ТЕКСТ
Дмитрий Бураго – человек, совмещающий несовместимое. И то множество занятий, которым он себя посвящает, раньше определялось емким словом «литератор» – то есть, человек, находящийся при словах, любящий литературу в себе больше, чем себя в литературе.
Его стихи – безусловно, тема для отдельного разговора. В «Хронике литературной жизни Москвы» (2002) (http://ru.wikipedia.org/wiki/ – cite_note-0) отмечалось: «Стихи Бураго, версификационно достаточно изощрённые (в новой книге есть стихопроза, верлибры, нерифмованный дольник и пр.) и изящные, по образному ряду восходят к традициям Пастернака и, возможно, Тарковского и Левитанского; есть также элементы звукописи в позднефутуристическом духе, воспринятом скорее сквозь шестидесятническую традицию».
Вряд ли стоит говорить об особой изощренности и особенно об изяществе (последнего нет, а первое – не главное). Сомнительно также, что есть какой-то конкретный автор, к которому стихи Д. Бураго восходят. В самом общем виде можно сказать, что стихи Д. Бураго – это хорошие современные стихи, в чем-то похожие на многие другие, но не теряющиеся в общем хоре.

ЗАДАНИЕ
Отредактируйте часть текста о стихах Дмитрия Бураго, начиная с «Его стихи –» и до «в общем хоре.» включительно, заменив «хорошие» на «добротные».

СПИСОК ПОЗИЦИЙ

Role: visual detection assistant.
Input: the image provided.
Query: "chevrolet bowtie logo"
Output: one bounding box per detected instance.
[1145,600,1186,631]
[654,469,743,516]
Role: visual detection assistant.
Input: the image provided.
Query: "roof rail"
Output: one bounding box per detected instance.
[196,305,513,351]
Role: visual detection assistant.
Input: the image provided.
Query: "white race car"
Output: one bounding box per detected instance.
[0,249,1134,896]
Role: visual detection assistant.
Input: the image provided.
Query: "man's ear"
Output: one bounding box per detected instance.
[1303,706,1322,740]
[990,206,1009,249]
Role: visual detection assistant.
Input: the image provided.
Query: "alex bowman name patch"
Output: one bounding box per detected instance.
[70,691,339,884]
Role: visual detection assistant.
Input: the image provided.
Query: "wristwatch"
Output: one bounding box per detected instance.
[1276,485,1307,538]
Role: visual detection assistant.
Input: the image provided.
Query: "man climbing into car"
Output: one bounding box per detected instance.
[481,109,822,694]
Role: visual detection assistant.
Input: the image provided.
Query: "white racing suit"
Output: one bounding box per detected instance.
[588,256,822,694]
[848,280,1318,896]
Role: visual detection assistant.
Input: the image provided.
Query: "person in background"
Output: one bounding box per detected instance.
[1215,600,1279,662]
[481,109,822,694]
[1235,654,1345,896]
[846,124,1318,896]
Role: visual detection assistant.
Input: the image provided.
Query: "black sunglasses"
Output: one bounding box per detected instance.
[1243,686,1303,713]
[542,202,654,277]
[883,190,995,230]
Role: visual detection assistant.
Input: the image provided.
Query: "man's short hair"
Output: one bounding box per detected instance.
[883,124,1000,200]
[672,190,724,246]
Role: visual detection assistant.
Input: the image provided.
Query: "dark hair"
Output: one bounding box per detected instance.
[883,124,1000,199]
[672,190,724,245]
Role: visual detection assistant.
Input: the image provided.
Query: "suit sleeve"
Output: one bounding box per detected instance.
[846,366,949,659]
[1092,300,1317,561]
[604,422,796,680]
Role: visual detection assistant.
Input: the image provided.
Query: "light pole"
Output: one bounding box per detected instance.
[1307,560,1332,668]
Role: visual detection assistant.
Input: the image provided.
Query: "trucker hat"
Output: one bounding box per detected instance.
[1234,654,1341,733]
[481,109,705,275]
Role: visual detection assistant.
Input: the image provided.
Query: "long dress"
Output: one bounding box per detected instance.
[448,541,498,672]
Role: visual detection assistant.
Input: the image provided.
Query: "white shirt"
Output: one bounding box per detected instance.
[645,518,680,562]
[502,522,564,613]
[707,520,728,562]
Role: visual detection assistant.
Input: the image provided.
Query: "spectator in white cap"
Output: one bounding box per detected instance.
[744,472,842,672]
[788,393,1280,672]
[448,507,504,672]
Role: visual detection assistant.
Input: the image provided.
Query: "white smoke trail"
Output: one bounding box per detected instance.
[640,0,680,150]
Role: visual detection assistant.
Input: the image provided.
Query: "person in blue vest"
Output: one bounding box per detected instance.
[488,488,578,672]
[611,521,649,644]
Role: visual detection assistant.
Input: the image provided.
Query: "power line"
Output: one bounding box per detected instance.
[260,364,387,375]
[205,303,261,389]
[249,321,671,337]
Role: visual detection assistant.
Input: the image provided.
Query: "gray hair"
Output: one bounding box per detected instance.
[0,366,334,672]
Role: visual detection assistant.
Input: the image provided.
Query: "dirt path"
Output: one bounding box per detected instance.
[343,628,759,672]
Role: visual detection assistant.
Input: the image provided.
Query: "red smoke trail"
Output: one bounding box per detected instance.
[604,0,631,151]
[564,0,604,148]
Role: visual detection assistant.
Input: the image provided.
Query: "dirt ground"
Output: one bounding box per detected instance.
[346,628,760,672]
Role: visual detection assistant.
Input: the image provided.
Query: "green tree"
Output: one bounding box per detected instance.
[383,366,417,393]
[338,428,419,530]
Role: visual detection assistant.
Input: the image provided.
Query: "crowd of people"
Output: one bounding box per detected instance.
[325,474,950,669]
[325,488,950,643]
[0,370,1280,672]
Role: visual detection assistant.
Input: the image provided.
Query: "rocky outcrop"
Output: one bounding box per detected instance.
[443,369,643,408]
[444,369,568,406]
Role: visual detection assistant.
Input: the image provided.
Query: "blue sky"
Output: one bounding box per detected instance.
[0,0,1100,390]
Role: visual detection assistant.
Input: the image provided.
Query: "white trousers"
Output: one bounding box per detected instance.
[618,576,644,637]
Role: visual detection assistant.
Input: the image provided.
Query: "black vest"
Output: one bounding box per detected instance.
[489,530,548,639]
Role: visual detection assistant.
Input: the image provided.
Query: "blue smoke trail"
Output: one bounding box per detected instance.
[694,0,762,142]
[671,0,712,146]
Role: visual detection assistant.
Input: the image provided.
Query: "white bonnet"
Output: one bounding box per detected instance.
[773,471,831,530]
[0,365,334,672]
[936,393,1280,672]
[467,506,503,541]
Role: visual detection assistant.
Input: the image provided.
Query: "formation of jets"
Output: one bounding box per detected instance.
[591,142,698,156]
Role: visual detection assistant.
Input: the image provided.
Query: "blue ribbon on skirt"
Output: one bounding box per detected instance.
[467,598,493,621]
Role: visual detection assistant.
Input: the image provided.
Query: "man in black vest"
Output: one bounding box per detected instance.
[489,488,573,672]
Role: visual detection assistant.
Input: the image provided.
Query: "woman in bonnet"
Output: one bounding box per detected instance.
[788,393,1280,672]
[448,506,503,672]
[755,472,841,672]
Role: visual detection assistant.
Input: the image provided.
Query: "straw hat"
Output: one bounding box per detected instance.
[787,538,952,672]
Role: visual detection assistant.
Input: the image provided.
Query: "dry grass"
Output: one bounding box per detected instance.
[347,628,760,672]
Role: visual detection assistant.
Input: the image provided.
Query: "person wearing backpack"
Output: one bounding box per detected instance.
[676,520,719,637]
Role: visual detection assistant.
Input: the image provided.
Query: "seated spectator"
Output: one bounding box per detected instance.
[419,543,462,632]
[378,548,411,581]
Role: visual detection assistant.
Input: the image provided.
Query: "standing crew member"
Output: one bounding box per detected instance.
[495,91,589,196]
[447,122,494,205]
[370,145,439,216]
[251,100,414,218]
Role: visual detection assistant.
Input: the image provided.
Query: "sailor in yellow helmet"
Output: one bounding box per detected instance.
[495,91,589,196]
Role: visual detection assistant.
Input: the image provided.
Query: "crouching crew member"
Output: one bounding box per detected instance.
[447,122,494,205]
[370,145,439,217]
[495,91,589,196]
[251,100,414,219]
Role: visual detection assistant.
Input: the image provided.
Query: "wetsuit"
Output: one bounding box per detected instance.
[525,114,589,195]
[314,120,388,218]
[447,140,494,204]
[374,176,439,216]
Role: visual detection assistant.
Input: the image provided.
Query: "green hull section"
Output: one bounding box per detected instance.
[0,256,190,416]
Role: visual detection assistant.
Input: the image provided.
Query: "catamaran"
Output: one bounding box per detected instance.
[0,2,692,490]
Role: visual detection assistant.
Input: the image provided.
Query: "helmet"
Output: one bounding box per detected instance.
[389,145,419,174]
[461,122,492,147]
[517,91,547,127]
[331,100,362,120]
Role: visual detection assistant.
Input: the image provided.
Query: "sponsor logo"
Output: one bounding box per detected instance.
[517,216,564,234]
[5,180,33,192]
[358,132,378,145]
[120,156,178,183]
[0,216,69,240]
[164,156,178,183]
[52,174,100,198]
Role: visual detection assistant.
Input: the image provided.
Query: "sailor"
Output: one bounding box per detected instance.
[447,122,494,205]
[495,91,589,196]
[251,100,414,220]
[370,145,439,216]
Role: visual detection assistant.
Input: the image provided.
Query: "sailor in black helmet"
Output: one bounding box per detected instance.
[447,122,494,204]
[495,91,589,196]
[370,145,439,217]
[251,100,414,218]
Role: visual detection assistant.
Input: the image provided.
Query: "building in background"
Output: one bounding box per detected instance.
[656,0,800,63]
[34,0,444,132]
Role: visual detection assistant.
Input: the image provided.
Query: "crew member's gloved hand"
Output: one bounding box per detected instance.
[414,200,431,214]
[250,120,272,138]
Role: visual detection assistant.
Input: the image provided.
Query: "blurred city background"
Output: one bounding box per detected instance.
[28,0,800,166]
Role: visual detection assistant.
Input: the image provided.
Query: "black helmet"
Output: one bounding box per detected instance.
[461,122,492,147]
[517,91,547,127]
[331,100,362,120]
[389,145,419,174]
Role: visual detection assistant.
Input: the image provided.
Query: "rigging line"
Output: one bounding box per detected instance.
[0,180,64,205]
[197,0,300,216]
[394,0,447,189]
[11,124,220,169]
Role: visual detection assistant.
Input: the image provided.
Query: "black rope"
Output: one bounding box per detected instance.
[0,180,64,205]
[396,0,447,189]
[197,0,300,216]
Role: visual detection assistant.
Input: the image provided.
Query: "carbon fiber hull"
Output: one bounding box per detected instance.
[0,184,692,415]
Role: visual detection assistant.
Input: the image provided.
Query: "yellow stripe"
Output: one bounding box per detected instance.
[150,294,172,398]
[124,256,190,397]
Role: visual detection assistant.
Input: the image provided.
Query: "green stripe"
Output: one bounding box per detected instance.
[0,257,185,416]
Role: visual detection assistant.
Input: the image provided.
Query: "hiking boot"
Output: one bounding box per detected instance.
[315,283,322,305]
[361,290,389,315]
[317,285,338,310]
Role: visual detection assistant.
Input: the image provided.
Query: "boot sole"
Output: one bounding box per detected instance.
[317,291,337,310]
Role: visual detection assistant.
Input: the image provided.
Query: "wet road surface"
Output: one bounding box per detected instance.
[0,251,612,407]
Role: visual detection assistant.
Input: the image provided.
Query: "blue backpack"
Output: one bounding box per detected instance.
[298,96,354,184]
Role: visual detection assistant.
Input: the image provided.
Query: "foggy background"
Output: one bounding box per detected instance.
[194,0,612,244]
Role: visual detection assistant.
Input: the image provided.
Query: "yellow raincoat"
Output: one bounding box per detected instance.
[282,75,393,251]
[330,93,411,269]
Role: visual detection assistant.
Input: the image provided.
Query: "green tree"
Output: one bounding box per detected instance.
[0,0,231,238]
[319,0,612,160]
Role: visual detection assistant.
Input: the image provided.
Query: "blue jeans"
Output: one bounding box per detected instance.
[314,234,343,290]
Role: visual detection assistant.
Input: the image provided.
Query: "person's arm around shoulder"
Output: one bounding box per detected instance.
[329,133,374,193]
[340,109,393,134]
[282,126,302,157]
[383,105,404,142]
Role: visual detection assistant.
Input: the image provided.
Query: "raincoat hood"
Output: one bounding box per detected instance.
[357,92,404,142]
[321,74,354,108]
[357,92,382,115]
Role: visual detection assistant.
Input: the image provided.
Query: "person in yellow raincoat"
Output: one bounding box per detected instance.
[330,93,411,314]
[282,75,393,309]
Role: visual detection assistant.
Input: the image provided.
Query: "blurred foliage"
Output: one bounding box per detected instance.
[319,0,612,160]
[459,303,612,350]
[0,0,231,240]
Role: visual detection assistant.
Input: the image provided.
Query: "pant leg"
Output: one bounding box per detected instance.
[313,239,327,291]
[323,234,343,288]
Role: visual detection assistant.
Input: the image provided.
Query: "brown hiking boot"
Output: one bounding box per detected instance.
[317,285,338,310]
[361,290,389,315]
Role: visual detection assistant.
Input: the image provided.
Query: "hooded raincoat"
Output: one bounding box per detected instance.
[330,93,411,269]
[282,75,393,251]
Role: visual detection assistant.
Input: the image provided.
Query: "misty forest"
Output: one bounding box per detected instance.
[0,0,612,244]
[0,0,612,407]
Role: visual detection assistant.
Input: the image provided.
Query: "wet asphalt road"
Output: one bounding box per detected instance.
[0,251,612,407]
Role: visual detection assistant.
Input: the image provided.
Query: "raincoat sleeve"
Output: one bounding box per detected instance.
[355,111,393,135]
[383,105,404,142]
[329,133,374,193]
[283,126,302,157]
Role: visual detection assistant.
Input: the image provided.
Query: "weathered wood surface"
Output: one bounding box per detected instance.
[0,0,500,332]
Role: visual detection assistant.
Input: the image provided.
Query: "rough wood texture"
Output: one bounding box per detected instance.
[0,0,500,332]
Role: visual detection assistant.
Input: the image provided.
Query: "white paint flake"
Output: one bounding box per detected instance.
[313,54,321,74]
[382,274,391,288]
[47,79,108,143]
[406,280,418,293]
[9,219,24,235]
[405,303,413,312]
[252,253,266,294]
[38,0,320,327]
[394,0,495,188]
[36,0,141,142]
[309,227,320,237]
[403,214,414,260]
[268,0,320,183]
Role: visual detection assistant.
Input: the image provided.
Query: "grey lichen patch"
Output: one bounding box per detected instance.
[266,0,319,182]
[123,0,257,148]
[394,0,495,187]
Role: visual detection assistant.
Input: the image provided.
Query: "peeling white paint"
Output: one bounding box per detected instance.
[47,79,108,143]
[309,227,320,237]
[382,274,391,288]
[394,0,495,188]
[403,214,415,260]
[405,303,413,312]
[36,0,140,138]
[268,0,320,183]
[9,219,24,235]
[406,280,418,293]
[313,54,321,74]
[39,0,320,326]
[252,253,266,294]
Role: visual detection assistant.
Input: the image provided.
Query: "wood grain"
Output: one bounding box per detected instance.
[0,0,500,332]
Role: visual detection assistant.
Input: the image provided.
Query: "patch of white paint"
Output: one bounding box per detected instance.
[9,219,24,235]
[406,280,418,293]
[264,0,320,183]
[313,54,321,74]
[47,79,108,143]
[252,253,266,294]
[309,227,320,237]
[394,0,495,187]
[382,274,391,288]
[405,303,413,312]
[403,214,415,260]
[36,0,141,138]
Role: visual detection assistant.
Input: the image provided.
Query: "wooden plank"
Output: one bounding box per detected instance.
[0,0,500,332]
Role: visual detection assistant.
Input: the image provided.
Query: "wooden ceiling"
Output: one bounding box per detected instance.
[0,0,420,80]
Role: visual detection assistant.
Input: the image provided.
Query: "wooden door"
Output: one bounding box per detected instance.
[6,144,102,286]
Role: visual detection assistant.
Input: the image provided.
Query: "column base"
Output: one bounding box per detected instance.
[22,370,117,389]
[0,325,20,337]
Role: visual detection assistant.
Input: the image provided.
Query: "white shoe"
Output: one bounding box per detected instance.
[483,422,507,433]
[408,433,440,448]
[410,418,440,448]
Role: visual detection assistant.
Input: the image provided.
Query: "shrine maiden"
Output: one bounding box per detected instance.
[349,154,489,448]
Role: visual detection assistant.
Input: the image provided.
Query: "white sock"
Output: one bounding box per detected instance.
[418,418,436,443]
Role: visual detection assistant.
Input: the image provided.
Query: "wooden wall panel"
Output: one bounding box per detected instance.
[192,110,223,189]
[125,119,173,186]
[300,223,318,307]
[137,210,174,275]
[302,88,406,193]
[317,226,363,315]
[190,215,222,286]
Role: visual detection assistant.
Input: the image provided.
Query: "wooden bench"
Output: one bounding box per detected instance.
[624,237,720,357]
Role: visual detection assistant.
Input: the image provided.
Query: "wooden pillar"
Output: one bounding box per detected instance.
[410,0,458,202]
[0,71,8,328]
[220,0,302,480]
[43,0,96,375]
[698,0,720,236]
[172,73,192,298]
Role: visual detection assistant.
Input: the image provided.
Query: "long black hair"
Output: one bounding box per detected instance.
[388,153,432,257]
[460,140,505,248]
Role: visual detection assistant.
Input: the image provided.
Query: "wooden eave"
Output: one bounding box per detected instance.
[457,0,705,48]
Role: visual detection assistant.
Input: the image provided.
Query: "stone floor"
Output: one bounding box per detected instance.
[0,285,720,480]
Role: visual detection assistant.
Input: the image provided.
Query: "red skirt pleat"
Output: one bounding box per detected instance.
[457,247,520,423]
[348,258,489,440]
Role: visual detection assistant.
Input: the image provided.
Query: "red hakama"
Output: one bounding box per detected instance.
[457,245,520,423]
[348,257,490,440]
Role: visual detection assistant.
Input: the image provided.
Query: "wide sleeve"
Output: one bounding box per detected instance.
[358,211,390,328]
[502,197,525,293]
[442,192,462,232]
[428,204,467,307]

РЕЗУЛЬТАТ ВЫПОЛНЕНИЯ
Его стихи – безусловно, тема для отдельного разговора. В «Хронике литературной жизни Москвы» (2002) (http://ru.wikipedia.org/wiki/ – cite_note-0) отмечалось: «Стихи Бураго, версификационно достаточно изощрённые (в новой книге есть стихопроза, верлибры, нерифмованный дольник и пр.) и изящные, по образному ряду восходят к традициям Пастернака и, возможно, Тарковского и Левитанского; есть также элементы звукописи в позднефутуристическом духе, воспринятом скорее сквозь шестидесятническую традицию».
Вряд ли стоит говорить об особой изощренности и особенно об изяществе (последнего нет, а первое – не главное). Сомнительно также, что есть какой-то конкретный автор, к которому стихи Д. Бураго восходят. В самом общем виде можно сказать, что стихи Д. Бураго – это добротные современные стихи, в чем-то похожие на многие другие, но не теряющиеся в общем хоре.